Some records:
====================

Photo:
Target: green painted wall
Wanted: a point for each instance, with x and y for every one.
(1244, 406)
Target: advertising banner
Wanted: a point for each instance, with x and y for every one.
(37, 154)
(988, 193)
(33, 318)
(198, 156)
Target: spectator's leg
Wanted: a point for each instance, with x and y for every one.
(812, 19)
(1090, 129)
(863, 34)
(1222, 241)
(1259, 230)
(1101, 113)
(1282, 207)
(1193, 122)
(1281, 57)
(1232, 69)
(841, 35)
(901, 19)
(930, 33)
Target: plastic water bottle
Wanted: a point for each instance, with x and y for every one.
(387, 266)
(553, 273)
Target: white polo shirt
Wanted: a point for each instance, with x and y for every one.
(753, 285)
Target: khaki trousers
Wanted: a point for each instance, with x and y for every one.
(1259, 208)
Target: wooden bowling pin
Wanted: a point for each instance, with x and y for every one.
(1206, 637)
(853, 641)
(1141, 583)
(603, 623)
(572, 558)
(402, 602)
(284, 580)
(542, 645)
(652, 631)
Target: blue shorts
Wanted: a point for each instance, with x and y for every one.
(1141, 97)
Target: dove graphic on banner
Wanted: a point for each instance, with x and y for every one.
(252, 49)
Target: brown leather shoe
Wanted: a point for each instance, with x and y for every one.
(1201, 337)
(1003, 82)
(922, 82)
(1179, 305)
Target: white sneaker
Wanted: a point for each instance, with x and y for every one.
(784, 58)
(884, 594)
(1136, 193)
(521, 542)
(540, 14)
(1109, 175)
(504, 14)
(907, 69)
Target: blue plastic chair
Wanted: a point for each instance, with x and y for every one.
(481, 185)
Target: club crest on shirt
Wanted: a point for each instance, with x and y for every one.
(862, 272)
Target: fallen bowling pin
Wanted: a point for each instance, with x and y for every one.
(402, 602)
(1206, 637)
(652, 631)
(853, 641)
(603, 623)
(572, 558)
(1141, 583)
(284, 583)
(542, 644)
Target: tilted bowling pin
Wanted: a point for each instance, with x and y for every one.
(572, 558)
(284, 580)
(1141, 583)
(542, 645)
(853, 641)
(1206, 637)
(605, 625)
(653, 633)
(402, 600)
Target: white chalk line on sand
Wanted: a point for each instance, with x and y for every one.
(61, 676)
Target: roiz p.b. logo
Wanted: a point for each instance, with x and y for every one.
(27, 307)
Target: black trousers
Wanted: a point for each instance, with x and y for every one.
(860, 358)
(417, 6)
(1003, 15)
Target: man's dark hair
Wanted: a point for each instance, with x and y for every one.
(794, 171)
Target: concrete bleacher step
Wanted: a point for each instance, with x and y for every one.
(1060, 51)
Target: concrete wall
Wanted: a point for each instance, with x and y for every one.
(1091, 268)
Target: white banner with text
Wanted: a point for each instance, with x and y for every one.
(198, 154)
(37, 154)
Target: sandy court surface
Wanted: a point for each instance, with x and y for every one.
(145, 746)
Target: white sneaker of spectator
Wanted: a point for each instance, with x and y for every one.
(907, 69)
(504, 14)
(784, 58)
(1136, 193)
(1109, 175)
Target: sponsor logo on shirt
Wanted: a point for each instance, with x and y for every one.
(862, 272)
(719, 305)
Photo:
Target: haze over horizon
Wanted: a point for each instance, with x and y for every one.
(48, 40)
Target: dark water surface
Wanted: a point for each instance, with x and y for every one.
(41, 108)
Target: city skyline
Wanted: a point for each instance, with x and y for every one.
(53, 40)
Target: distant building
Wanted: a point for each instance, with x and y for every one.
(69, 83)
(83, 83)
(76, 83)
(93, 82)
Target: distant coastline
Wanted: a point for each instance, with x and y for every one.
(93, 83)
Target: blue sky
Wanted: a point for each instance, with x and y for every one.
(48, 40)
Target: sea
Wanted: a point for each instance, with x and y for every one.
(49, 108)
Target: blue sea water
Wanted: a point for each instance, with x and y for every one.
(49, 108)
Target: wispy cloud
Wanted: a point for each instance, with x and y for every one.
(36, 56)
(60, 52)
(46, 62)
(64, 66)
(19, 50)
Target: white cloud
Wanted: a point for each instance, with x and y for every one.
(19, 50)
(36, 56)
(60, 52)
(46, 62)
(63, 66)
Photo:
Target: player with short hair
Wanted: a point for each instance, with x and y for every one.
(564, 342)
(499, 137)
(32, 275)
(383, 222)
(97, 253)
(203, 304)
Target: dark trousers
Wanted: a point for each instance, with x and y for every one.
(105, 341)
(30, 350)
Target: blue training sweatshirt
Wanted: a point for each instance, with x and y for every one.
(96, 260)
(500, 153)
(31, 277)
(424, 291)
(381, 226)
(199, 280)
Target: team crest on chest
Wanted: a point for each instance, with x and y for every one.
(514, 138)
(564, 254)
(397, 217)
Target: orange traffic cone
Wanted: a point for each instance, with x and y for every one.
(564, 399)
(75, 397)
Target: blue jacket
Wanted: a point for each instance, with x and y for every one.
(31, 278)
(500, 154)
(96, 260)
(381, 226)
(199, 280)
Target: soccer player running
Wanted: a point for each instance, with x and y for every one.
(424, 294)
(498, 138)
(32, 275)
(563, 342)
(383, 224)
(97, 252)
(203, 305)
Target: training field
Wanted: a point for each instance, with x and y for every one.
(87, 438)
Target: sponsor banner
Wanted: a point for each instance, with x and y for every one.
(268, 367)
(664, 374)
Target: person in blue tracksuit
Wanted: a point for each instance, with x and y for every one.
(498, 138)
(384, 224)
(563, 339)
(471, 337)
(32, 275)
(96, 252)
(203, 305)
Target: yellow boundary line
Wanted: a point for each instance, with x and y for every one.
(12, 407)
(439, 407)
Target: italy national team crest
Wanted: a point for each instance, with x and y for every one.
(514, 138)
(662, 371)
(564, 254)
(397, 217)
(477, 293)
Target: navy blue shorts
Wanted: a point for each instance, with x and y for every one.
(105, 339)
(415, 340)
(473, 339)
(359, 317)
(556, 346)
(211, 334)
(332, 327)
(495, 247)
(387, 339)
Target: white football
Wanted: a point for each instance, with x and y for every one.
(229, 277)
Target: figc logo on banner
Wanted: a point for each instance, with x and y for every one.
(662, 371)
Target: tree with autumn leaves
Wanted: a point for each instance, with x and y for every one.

====================

■ DIRECTIONS FOR THIS TASK ■
Write out every record shown above, word for word.

■ ANSWER TO THE PROBLEM ■
Photo:
Target: green painted wall
Wanted: a point for each instance, with x and y for every one.
(1244, 406)
Target: advertising banner
Wanted: a point for each instance, with x and y for every one.
(37, 154)
(988, 193)
(33, 318)
(198, 156)
Target: spectator's leg
Wanted: a point for each instance, with x and y for every one.
(812, 19)
(1090, 129)
(863, 34)
(1222, 241)
(1259, 230)
(1101, 113)
(1282, 207)
(1193, 122)
(1281, 57)
(1232, 69)
(841, 35)
(901, 19)
(930, 33)
Target: plastic water bottle
Wanted: a point for each instance, with x and y for every one.
(387, 266)
(553, 273)
Target: white polo shirt
Wanted: a point for each instance, with x and y for every one.
(753, 285)
Target: khaki trousers
Wanted: a point for each instance, with x and y for every one.
(1259, 208)
Target: wooden bowling pin
Wanted: a point for each instance, with x and y for every one.
(1206, 637)
(853, 641)
(1141, 583)
(603, 623)
(572, 558)
(402, 602)
(284, 580)
(542, 645)
(652, 631)
Target: blue shorts
Wanted: a point for each instance, with x and y for every one.
(1141, 97)
Target: dove graphic on banner
Wanted: a point for each instance, with x and y for every one.
(252, 49)
Target: brown leather shoe
Wanted: a point for each instance, with x and y for every one.
(1201, 337)
(1003, 82)
(922, 82)
(1179, 305)
Target: white sneaker
Wanted: a point for each instance, with x and y for every one.
(784, 58)
(884, 594)
(1136, 193)
(521, 542)
(540, 14)
(1109, 175)
(504, 14)
(907, 69)
Target: blue plastic chair
Wanted: a point for each instance, with x and y for every one.
(481, 185)
Target: club crest on shirt
Wanted: a point for each instance, with x and y for every one.
(862, 272)
Target: fallen bowling pin
Wanted: a point for each instance, with x and y for every one.
(402, 602)
(1206, 637)
(652, 631)
(853, 641)
(603, 623)
(572, 558)
(1141, 583)
(284, 583)
(542, 644)
Target: tilted bowling pin
Wanted: a point for each instance, with x and y for every one.
(572, 558)
(284, 580)
(1141, 583)
(542, 645)
(853, 641)
(1206, 637)
(605, 625)
(653, 633)
(402, 600)
Target: white chalk line on sand
Wanted: a point for each instance, with x and y for every one.
(61, 676)
Target: roiz p.b. logo
Wanted: a point for each instance, with x and y for every one.
(27, 307)
Target: black trousers
Wanted: a point for each instance, with x and y for every one.
(860, 358)
(417, 6)
(1003, 15)
Target: man's dark hair
Wanted: a point for each instance, with x and y for every one.
(794, 171)
Target: concrete bleacher step
Wanted: a point for each instance, with x and y for every one.
(1060, 51)
Target: concrete wall
Wanted: a point for each instance, with x and y for every one.
(1091, 268)
Target: white banner with text
Wanted: a point for each instance, with x and y for every one.
(198, 154)
(37, 154)
Target: sandy court surface
Wanted: a point for each instance, with x and y for every one.
(145, 746)
Target: white sneaker of spectator
Wanted: a point for each instance, with x and y for every one.
(907, 69)
(504, 14)
(784, 58)
(1136, 193)
(1109, 175)
Target: sponsor logo on shirt
Wanted: a point for each instance, with x and y for every one.
(862, 272)
(719, 305)
Photo:
Target: haze over horizon
Wanted: a point for each instance, with x and y for every one.
(48, 40)
Target: dark water surface
Wanted: a point for each instance, with x and y for every one.
(41, 108)
Target: city skyline
Wanted: a point for each instance, with x and y for every one.
(53, 40)
Target: distant building
Wanted: a point for each instance, with x and y for every one.
(69, 83)
(83, 83)
(76, 83)
(93, 82)
Target: distant coastline
Wanted: a point for each instance, with x and y for every one.
(93, 83)
Target: blue sky
Wanted: a point for each instance, with x and y for every one.
(48, 40)
Target: sea
Wanted: a point for each instance, with x and y for every one.
(49, 108)
Target: blue sea water
Wanted: a point for each instance, with x and y for every one.
(49, 108)
Target: wispy cloud
Wanted: a point for each instance, with x and y for every one.
(36, 56)
(60, 52)
(46, 62)
(64, 66)
(19, 50)
Target: white cloud
Wanted: a point for each instance, with x and y for every one.
(19, 50)
(36, 56)
(60, 52)
(46, 62)
(63, 66)
Photo:
Target: player with short hair
Wanted: a point for each instance, with x and y for every one.
(564, 342)
(499, 137)
(32, 275)
(383, 222)
(97, 253)
(203, 304)
Target: dark trousers
Wanted: a point for each instance, with x and y for every one.
(105, 341)
(30, 350)
Target: blue training sweatshirt
Wanted: a point for each instance, with x and y for every one.
(96, 260)
(500, 153)
(31, 277)
(424, 291)
(381, 226)
(199, 280)
Target: team crest on chest
Wanted: a point for each instance, with x and y for every one.
(514, 138)
(564, 254)
(397, 217)
Target: orange traffic cone
Wanted: a point for each instance, with x and y for every one.
(564, 399)
(75, 397)
Target: blue jacket
Wanted: a point for each instance, with x and y for every one.
(31, 278)
(500, 154)
(96, 260)
(381, 226)
(199, 280)
Target: soccer player running
Wanted: a point for each instance, with x and y for every one.
(424, 294)
(498, 138)
(32, 275)
(563, 342)
(383, 224)
(97, 252)
(203, 305)
Target: training field
Wanted: a point for each instance, with x and y for every one.
(87, 438)
Target: sponsor banner
Wanted: a point for each instance, with x and y for every one.
(268, 367)
(664, 374)
Target: person in blue tracksuit
Wanted: a point for each instance, with x and y for every one.
(498, 138)
(384, 224)
(563, 339)
(471, 337)
(32, 275)
(96, 252)
(203, 305)
Target: yellow boundary line
Wanted: a point for each instance, with x and y for every one.
(12, 407)
(439, 407)
Target: italy national team crest
Wanted: a point for each instance, with x and y for every one.
(514, 138)
(662, 371)
(564, 254)
(397, 217)
(477, 293)
Target: navy blue shorts
Wanted: a point for each instance, with x and y for every one.
(105, 339)
(415, 340)
(473, 339)
(359, 317)
(556, 346)
(211, 334)
(332, 327)
(495, 247)
(387, 339)
Target: white football
Wanted: a point for each instance, with x and y for every one.
(229, 277)
Target: figc logo on banner
Wanted: a point for each instance, with x and y for every one.
(662, 371)
Target: tree with autumn leaves
Wanted: a point for each instance, with x and y for every one.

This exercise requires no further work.